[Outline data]
***

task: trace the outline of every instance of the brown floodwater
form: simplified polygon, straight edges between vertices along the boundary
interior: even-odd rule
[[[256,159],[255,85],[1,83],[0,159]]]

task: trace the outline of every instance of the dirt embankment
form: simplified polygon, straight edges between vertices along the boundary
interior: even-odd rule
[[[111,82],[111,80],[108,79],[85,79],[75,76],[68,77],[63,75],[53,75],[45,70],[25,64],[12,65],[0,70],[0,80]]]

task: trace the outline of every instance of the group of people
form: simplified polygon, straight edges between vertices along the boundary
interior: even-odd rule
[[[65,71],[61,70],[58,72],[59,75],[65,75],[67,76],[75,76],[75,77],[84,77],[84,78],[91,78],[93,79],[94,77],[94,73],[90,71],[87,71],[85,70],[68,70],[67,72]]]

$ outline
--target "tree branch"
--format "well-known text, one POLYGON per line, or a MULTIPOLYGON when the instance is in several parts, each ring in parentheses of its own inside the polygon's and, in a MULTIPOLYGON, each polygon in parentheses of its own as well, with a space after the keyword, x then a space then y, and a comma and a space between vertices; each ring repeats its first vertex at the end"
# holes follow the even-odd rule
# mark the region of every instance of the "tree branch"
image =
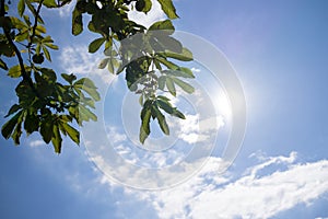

***

EXERCISE TASK:
Render all of the data above as a Markdown table with two columns, Row and Line, with each non-blank line numbered in order and blank lines left out. Don't include the pictures in your answer.

REPLY TO THE TASK:
| Row | Line |
|---|---|
| 1 | task: trace the outline of every instance of the brown floodwater |
| 2 | form: simplified polygon, straight edges between vertices along the boundary |
| 3 | interior: even-odd rule |
| 4 | [[[256,159],[255,85],[1,83],[0,159]]] |
| 5 | task: trace the outline of every instance of the dirt embankment |
| 6 | form: simplified polygon, straight edges between vertices along the boundary |
| 7 | interior: even-odd rule |
| 8 | [[[111,82],[111,80],[108,79],[85,79],[75,76],[68,77],[63,75],[53,75],[45,70],[25,64],[12,65],[0,70],[0,80]]] |
| 9 | task: trace the outline of every instance of the group of people |
| 10 | form: simplified polygon, straight edges between vertices along the boundary |
| 11 | interior: even-odd rule |
| 12 | [[[65,71],[61,70],[58,72],[59,75],[65,75],[67,76],[75,76],[75,77],[84,77],[84,78],[91,78],[93,79],[94,77],[94,73],[90,71],[87,71],[85,70],[68,70],[67,72]]] |
| 13 | $ outline |
| 14 | --target "tree branch" |
| 15 | --format "well-known text, one POLYGON per line, or a MULTIPOLYGON when the instance is in several parts, each ring in parentheses of its own inside the polygon's and, in a MULTIPOLYGON, each polygon in parentheses of its own as well, with a space after the keyword, x then a space then y, and a comma and a space between vertices; each ring repeats its first vertex at the end" |
| 16 | # holes follow the even-odd rule |
| 17 | # mark the region of every instance of the "tree branch" |
| 18 | image = |